* Aim of the exercise *
In the data that follows, find the line containing "Where can you see the front"; then quote that line and every line after it, exactly, through the last one.

* Supplied data *
******************************

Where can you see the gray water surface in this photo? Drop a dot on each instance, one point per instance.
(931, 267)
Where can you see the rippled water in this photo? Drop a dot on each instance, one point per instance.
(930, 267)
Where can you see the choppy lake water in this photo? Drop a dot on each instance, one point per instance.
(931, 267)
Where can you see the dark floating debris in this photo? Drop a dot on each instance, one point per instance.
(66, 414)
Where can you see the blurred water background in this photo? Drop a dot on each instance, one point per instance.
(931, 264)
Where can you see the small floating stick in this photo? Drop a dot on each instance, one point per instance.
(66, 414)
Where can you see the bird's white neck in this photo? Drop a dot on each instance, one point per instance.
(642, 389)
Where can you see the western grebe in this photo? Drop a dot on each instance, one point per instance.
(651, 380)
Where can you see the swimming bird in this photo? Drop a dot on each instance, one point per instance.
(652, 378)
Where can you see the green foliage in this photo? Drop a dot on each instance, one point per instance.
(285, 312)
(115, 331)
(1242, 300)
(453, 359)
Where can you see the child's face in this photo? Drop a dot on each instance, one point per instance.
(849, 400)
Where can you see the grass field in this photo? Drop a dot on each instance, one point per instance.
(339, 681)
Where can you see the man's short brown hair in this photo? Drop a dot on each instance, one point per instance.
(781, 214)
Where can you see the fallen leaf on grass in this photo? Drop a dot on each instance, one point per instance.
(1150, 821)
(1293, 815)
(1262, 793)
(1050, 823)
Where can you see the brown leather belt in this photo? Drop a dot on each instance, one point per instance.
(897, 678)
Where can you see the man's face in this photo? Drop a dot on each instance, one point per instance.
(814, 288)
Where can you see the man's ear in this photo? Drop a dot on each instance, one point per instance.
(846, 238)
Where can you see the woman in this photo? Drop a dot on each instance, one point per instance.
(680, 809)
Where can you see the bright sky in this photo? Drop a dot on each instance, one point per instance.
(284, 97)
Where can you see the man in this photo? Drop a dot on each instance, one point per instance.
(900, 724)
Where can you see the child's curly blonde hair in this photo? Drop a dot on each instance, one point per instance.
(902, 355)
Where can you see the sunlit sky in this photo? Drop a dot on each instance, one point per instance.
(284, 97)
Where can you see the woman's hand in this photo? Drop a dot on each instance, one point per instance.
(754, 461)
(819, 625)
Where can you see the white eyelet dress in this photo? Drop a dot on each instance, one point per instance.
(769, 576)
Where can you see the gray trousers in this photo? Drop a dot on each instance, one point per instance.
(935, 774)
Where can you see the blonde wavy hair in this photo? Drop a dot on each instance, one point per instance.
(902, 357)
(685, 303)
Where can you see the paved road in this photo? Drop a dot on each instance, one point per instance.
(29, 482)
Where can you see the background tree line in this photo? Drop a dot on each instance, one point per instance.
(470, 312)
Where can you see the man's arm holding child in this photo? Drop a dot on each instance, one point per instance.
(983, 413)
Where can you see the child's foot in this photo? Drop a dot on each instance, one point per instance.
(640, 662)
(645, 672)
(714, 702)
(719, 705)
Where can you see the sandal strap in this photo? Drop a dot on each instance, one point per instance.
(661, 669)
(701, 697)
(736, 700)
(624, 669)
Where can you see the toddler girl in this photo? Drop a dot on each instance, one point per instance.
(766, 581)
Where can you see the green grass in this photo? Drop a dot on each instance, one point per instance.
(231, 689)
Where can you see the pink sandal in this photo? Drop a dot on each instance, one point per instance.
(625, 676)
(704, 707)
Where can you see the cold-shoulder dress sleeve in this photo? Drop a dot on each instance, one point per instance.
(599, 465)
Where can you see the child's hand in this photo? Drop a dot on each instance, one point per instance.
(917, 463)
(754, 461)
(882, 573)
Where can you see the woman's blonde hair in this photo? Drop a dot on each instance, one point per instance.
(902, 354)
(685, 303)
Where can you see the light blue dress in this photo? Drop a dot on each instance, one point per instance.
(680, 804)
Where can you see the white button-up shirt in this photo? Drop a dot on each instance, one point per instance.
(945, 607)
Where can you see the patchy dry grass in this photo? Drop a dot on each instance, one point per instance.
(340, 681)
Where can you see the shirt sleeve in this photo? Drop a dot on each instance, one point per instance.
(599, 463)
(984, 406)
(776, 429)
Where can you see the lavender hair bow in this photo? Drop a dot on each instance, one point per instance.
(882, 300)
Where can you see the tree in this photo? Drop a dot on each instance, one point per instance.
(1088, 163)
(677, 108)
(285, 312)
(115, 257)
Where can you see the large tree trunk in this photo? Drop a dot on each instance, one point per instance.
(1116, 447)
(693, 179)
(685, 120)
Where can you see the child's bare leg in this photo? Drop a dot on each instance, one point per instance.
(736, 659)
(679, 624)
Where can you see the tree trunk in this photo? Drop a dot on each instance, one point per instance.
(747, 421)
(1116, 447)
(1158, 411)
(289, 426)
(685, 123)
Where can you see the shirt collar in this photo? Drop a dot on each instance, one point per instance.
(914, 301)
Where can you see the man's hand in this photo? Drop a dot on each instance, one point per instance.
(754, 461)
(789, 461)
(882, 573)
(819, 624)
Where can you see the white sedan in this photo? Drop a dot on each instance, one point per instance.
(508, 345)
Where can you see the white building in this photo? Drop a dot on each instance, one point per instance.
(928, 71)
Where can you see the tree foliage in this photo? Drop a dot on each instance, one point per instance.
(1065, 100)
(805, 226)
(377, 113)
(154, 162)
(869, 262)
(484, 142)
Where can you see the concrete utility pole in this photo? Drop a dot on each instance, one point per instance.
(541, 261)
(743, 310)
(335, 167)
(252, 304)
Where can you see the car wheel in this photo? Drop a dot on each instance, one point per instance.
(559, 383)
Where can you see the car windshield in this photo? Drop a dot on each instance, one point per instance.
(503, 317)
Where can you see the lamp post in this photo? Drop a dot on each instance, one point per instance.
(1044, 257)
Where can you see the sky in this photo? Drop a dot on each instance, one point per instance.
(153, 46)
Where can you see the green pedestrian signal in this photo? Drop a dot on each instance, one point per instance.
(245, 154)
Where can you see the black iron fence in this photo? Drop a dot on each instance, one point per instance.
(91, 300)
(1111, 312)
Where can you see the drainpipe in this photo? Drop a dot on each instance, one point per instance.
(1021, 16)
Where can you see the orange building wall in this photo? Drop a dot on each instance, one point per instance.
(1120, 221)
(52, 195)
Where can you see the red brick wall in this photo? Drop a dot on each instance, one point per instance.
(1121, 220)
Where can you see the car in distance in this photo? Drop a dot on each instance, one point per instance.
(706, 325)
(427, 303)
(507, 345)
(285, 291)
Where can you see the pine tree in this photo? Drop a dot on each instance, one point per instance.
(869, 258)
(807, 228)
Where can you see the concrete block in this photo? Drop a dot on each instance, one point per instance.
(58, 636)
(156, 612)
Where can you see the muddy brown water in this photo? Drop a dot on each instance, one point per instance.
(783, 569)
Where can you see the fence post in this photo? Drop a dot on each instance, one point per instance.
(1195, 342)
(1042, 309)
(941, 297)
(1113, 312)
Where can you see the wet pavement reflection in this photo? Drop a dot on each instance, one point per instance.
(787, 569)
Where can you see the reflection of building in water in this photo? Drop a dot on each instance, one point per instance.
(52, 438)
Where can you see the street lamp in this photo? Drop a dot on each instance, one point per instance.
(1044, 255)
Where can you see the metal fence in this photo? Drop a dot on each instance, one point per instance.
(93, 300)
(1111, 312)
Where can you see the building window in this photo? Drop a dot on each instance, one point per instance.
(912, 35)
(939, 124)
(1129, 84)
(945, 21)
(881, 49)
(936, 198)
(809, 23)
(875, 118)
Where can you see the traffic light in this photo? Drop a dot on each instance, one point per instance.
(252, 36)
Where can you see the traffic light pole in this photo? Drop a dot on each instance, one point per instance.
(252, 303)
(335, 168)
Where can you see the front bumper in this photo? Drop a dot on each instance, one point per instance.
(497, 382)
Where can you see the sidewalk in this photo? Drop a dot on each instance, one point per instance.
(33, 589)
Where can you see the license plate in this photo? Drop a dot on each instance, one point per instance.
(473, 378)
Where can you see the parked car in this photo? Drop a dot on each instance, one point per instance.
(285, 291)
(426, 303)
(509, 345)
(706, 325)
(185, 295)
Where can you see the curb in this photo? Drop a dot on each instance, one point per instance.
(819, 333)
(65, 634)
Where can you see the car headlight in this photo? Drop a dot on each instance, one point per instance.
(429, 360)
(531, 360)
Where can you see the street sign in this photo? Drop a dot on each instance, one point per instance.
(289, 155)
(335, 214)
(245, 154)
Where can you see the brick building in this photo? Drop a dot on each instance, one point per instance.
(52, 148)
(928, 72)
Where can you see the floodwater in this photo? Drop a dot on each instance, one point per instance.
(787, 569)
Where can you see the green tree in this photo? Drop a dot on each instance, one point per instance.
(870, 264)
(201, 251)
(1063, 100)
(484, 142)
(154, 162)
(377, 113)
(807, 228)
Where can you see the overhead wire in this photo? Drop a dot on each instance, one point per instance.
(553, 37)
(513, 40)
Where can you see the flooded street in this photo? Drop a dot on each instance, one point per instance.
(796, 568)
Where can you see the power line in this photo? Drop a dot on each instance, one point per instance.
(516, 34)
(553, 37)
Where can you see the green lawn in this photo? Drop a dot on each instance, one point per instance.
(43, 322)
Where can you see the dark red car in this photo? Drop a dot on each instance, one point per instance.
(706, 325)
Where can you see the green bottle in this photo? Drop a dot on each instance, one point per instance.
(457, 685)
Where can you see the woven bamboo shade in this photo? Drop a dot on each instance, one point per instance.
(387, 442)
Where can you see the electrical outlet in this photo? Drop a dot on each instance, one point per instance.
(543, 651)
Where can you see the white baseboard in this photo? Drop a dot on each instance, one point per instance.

******************************

* Solution to the exercise *
Where can you see the front bumper in this photo? Drop a dot on each instance, one point per instance.
(497, 382)
Where can you see the sidewalk in this photo? Drop a dot on each instance, one point per instance.
(33, 589)
Where can you see the license plate in this photo? Drop a dot on each instance, one point per instance.
(473, 378)
Where can you see the parked car in this photo? Drop a dot on each instance, one point per instance.
(285, 291)
(426, 303)
(509, 345)
(706, 325)
(185, 295)
Where can you see the curb in this photo? Drop a dot on each instance, one point per instance.
(819, 333)
(65, 634)
Where can you see the car headlight in this photo? Drop a dot on each instance, one point per instance.
(429, 360)
(531, 360)
Where can you see the street sign in this photo? Drop a dot on each instance, one point per instance.
(289, 155)
(335, 214)
(245, 154)
Where can you see the brick building in this photo? Drop a dot on each instance, one point per instance.
(52, 148)
(928, 72)
Where can you see the floodwater in this photo? Drop a dot on each instance, one point per instance.
(787, 569)
Where can you see the green tree in this photo? Drop a dot on each instance, one point per instance.
(870, 264)
(201, 251)
(1063, 100)
(484, 142)
(154, 162)
(377, 113)
(807, 228)
Where can you see the overhead wire in this photo? Drop a dot on each instance, one point per instance.
(553, 37)
(513, 40)
Where can you see the flooded street in this photo? Drop a dot on each instance, one point per instance.
(796, 568)
Where can you see the power line in this photo? Drop a dot on each instance, one point per instance.
(516, 34)
(553, 37)
Where can you see the green lawn in this photo? Drop a dot on each instance, one point per instance.
(43, 322)
Where can you see the dark red car in this photo? Drop a dot on each instance, one point per instance.
(706, 325)
Where can you see the green bottle in this photo? Drop a dot on each instance, one point per instance.
(457, 685)
Where can you see the woven bamboo shade in this photo? Drop a dot on each instance, one point per instance.
(387, 442)
Where can you see the electrical outlet in this photo? Drop a dot on each instance, one point per instance.
(543, 651)
Where can you see the white baseboard in this photo? Drop a dot on each instance, one point per instance.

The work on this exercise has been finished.